Nothing but the records themselves, exactly as written, should appear in the reply; leave out the pictures.

*** Block opens ***

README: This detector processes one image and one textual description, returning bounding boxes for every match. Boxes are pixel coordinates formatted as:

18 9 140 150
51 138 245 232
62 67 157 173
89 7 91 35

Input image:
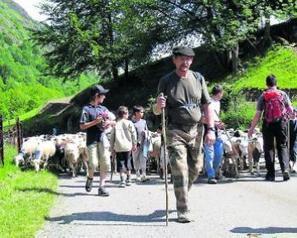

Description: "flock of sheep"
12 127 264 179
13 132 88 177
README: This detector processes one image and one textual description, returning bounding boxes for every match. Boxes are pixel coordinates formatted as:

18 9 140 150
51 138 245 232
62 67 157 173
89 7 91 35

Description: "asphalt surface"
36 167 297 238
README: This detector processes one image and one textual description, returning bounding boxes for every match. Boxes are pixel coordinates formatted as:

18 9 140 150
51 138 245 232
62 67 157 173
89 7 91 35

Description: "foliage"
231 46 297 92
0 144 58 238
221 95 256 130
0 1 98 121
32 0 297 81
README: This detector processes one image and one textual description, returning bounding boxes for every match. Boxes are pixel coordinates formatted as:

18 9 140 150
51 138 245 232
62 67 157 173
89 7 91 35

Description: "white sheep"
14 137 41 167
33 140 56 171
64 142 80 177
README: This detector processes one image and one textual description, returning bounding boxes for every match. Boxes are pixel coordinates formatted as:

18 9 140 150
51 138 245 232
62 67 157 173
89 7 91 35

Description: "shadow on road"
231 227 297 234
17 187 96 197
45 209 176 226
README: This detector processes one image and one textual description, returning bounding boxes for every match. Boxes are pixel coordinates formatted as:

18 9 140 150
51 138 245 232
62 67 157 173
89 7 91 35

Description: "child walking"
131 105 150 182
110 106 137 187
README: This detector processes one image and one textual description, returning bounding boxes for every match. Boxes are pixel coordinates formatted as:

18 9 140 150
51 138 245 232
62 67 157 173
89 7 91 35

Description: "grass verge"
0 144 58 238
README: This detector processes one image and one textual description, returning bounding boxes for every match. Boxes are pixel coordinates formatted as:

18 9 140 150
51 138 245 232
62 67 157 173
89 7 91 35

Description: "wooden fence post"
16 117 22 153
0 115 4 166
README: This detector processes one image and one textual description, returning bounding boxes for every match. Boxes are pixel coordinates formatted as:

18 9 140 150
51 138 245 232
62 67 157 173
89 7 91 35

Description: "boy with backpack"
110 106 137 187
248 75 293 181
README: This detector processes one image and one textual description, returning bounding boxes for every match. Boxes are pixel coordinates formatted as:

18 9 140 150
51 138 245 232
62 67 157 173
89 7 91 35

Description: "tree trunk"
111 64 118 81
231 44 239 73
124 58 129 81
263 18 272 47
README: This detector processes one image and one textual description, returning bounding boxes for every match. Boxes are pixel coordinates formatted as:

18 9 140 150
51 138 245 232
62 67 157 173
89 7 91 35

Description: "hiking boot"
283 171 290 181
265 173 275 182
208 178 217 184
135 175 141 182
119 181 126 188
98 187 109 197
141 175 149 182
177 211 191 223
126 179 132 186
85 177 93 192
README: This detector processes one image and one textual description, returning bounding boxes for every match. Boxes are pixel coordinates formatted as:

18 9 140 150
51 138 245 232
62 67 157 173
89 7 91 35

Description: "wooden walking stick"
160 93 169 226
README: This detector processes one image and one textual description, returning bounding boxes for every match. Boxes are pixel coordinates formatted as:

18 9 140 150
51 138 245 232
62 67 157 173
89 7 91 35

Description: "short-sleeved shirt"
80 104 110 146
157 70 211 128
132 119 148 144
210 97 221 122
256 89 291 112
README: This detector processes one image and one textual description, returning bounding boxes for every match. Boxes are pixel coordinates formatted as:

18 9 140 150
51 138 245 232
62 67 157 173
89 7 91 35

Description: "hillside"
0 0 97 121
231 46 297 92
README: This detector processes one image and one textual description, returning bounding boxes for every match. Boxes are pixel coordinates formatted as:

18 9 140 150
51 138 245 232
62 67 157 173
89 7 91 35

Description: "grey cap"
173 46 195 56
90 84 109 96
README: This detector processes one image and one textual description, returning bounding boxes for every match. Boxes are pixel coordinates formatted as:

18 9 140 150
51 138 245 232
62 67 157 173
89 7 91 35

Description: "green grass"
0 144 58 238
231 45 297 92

*** Block closes ***

▶ [OUTPUT BELOW]
README: This detector processes one image and one textual description, returning bounding boxes for every match. Boxes are pixel coordinates formatted as:

18 9 140 150
51 138 245 232
62 67 157 173
89 7 91 35

Input image:

Description: "flock of sheep"
12 127 264 179
13 132 88 177
README: This detector processes one image and one textual description, returning bounding boxes for every match. Boxes are pixel coordinates formatted as:

18 9 140 150
51 138 245 232
62 67 157 173
89 7 91 35

Description: "asphalt surface"
36 167 297 238
README: This detector processes one image and one textual description, returning bounding boxes for every match. Boxes are pixel coordinates formatted as:

18 9 140 150
51 138 245 232
62 67 157 173
89 7 91 35

Description: "foliage"
231 46 297 92
0 144 58 238
221 95 256 130
0 1 98 121
32 0 297 81
README: This detector processes one image and one textual description, returning bounding boxes for every match. Boxes are pixel coordinates formatted as:

18 9 140 150
51 138 245 232
62 67 157 173
89 7 91 35

Description: "white sheep"
14 137 41 167
33 140 56 171
64 142 80 177
README: This detector processes one image and one textual description, returning bounding boxes for every match. Boxes are pixel coordinates formatted as:

18 9 140 150
51 138 245 232
62 67 157 173
89 7 91 35

Description: "shadow on road"
231 227 297 234
17 187 96 197
45 209 176 226
README: This detector processes one image and one textual description, returning bounding boxes for every match. Boxes are pixel coordinates formatted as:

18 9 140 150
51 138 245 232
62 67 157 173
89 7 91 35

Description: "child walking"
131 105 150 182
110 106 137 187
README: This detector processes one image and one textual description, returning bounding boxes for every match. Boxes are pixel coordinates formatted as:

18 9 140 150
51 138 245 232
62 67 157 173
89 7 91 35

Description: "grass verge"
0 144 58 238
README: This detector processes one image and one textual description, returning bounding boxes for every match. Boxes are pixel coordinates formatted as:

18 9 140 150
51 138 245 232
62 67 157 173
89 7 91 35

Description: "wooden fence post"
16 117 22 153
0 115 4 166
README: This detector processes one image and one textual description, returning bounding boxes for every match. Boxes are pixel coordinates formatted as:

18 9 140 150
51 138 245 232
62 67 157 173
89 7 91 35

Description: "boy with backpack"
110 106 137 187
248 75 293 181
README: This detector processes one image and one textual description, returning bounding boxes for every match. Boxes are pixel coordinates formatted as:

18 9 140 150
51 138 245 232
62 67 157 173
89 7 91 35

Description: "tree trunk"
111 64 118 81
231 44 239 73
124 58 129 81
263 18 272 47
README: This detector processes one image and one textual description, returning bounding boxes for every match. Boxes are pixel coordinates formatted as:

18 9 140 150
51 138 245 232
62 67 157 173
89 7 91 35

Description: "hiking boot"
283 171 290 181
265 173 275 182
208 178 217 184
135 175 141 182
119 181 126 188
98 187 109 197
141 175 149 182
177 211 191 223
126 179 132 186
85 177 93 192
README: This detector processes one image and one textual description, returning bounding boxes for every match. Boxes are pixel coordinates formatted as:

18 9 140 150
51 138 245 232
62 67 157 173
89 7 91 35

Description: "wooden walking stick"
160 93 169 226
README: This detector processes one image and one textual description, returning bounding boxes for every match. Boxes are pixel coordinates formatted as:

18 9 140 150
51 138 245 232
62 67 157 173
89 7 91 35

Description: "short-sleeved shirt"
80 104 110 146
157 70 211 128
132 119 148 144
210 97 221 122
256 89 291 112
README: This detector processes one image and one textual description, returning bounding boxes for every match. Boxes are pixel coordinates formatted as:

18 9 140 150
51 138 245 232
62 67 157 173
89 7 91 35

Description: "hillside"
0 0 97 121
231 46 297 92
README: This detector processes one image and one textual description, returning bounding boxes for every match. Boxes are pixel coordinates formatted as:

18 9 140 150
51 138 245 232
62 67 157 173
89 7 91 35

Description: "grey cap"
173 46 195 56
90 84 109 96
README: This detector processes one image and one textual description, returning bounding boxes for every match. Boxes are pixel coordinates formatted as:

18 9 140 150
51 138 245 232
62 67 157 173
89 7 91 35

Description: "green grass"
0 144 58 238
231 45 297 92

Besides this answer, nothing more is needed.